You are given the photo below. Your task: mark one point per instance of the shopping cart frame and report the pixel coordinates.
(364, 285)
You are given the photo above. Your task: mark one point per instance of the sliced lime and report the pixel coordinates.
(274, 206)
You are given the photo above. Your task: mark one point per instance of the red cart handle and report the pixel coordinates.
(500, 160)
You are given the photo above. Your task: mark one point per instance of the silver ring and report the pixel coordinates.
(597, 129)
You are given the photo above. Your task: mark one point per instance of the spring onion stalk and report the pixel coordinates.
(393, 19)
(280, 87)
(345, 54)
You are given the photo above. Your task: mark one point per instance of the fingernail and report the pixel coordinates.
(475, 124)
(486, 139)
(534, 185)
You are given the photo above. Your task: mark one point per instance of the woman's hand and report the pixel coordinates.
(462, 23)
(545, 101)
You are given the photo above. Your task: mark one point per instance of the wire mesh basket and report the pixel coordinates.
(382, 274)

GIVEN REQUEST: Can you rewrite every one of the records above with "mark one point" changed to "place a single point" and nothing else altered?

RESULT:
You are given the photo below. Your task: place a single point per instance of the shopping cart frame and report the pixel coordinates.
(364, 285)
You are given the photo above. Your task: place a single point per instance of the sliced lime and report the pixel coordinates.
(274, 206)
You are given the photo above. Your task: place a single point per instance of the red cart handle and report the pixel coordinates.
(500, 160)
You are given the photo above. Your task: place a single point per instance of the silver ring and report the pixel coordinates.
(597, 129)
You are given the photo above. Your task: place a single point per instance of the spring onion stalk and report the pixel coordinates.
(393, 19)
(280, 87)
(345, 54)
You are given the photo above. Your task: place a single point per instance of the fingernail and report the pixel coordinates.
(475, 124)
(486, 139)
(534, 185)
You are given the photo above. Your task: place a single point per instance of the woman's hand and report the pixel coordinates.
(462, 23)
(545, 101)
You are given the photo above. Your task: place a single point per instance of the wire mesh basket and report the pixel coordinates.
(382, 274)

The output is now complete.